THE TASK:
Identify all lines below that hold "white" and collect them.

DATA FOR THIS TASK:
★ ★ ★ ★
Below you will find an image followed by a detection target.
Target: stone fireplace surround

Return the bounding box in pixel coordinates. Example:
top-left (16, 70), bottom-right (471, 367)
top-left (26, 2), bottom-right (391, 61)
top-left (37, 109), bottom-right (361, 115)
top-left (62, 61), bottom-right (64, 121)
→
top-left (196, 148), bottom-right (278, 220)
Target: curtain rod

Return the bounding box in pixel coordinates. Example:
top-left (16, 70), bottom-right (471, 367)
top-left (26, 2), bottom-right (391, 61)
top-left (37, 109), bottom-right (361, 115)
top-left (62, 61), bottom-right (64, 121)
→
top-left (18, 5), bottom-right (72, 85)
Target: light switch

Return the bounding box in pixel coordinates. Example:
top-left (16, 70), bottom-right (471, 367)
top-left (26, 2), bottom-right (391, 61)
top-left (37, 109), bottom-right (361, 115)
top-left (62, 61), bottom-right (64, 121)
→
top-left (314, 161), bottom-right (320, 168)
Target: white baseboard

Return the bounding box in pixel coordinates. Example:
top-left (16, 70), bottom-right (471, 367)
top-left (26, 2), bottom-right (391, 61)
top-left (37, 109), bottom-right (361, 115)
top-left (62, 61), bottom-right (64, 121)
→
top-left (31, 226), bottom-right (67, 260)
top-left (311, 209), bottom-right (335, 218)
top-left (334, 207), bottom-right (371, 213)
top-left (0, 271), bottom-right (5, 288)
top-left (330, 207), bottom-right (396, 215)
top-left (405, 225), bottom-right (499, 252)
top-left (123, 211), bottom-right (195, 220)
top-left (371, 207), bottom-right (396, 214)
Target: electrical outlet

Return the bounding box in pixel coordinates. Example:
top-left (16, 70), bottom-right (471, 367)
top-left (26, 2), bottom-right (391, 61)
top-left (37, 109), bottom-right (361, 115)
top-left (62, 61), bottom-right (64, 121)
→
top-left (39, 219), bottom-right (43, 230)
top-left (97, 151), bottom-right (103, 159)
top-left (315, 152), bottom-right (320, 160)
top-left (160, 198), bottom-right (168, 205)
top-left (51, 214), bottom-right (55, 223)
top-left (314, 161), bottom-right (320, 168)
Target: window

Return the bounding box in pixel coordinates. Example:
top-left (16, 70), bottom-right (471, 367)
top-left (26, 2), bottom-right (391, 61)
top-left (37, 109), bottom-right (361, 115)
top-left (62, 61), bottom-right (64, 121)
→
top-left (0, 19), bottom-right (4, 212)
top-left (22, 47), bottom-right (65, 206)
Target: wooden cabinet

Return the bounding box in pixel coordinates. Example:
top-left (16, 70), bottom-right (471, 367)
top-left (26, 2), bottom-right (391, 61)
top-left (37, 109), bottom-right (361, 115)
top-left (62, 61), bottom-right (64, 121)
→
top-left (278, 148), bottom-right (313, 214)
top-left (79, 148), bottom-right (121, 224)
★ ★ ★ ★
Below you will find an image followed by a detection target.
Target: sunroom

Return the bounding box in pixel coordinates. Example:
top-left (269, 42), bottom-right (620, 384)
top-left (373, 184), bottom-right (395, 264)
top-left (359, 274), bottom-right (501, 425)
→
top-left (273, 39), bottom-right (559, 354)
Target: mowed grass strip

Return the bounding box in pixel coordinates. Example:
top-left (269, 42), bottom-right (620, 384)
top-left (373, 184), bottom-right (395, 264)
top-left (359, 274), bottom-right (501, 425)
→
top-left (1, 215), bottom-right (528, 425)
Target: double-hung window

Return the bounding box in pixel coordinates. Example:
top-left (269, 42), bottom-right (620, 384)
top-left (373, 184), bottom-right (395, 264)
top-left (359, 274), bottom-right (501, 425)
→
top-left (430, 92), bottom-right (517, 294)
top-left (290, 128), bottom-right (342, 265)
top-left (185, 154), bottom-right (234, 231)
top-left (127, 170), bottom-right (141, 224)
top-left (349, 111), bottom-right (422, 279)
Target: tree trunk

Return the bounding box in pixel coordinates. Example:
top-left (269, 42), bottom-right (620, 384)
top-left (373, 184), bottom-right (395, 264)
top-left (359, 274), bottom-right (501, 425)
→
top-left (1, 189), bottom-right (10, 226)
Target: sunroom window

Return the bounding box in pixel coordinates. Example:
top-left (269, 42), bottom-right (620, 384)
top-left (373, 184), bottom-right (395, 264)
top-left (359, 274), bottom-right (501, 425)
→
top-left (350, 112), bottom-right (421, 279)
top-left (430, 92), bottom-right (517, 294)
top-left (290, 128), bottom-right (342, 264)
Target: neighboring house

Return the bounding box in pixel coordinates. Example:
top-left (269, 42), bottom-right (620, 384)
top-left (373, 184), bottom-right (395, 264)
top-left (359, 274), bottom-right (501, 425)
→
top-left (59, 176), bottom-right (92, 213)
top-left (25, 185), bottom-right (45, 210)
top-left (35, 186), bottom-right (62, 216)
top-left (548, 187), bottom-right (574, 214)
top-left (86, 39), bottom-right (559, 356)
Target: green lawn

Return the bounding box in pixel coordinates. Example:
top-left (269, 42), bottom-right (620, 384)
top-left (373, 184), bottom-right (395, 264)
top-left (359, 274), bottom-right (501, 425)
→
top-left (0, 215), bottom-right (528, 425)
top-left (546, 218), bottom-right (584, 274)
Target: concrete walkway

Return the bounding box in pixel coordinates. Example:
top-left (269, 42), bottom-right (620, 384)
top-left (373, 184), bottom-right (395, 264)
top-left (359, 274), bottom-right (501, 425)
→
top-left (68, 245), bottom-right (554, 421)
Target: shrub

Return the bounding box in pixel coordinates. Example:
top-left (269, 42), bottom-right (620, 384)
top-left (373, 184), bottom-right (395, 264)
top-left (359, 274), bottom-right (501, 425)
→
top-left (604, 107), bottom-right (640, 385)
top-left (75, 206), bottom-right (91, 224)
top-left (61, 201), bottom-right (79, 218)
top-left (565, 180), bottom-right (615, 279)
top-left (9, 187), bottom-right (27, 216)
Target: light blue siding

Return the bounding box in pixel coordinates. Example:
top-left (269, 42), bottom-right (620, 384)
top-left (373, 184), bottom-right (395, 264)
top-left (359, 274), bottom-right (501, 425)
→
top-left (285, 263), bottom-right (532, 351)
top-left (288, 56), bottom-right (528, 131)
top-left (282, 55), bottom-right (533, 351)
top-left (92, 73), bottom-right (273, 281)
★ ★ ★ ★
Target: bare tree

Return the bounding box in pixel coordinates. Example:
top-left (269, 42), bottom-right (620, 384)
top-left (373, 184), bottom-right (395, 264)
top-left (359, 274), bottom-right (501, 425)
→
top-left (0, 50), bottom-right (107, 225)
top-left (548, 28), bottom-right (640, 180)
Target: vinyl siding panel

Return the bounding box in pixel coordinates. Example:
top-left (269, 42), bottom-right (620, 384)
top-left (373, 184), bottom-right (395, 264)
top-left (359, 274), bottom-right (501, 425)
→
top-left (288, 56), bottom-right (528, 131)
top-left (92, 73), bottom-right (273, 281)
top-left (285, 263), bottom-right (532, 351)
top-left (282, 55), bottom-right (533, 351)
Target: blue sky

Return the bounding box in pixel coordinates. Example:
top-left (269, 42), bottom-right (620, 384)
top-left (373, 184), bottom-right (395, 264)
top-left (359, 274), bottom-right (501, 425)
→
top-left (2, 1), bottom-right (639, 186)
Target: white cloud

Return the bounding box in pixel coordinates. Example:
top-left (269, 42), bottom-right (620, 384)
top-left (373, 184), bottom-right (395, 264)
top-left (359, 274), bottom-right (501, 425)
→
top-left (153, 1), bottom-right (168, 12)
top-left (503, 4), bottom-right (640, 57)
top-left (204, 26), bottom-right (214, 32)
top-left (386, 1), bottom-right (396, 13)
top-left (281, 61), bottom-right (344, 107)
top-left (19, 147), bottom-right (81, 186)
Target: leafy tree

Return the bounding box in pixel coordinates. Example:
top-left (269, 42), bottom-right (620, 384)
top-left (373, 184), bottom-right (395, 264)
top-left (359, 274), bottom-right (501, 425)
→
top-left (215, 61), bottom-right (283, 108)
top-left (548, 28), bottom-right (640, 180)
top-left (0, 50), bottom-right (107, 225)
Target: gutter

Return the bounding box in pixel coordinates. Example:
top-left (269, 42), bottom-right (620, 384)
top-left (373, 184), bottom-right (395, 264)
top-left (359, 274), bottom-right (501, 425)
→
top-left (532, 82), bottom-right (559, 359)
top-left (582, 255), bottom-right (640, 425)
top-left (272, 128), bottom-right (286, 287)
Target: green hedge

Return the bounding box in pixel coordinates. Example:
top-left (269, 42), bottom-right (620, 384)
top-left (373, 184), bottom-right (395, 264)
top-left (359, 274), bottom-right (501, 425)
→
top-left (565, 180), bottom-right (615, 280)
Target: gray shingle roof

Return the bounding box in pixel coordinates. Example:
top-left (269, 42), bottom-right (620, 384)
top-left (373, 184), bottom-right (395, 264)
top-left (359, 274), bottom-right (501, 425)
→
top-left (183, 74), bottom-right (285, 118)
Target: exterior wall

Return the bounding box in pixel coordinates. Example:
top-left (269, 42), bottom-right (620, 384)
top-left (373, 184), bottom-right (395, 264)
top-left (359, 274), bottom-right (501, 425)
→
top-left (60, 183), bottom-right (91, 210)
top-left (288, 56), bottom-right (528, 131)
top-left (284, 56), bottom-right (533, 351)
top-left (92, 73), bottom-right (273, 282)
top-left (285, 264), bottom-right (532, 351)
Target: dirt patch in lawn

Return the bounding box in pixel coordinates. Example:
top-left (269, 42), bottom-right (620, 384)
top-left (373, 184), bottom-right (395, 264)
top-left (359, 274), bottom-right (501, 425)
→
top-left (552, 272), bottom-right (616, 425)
★ ★ ★ ★
WRITTEN ANSWER:
Target: white baseboard
Target: white cloud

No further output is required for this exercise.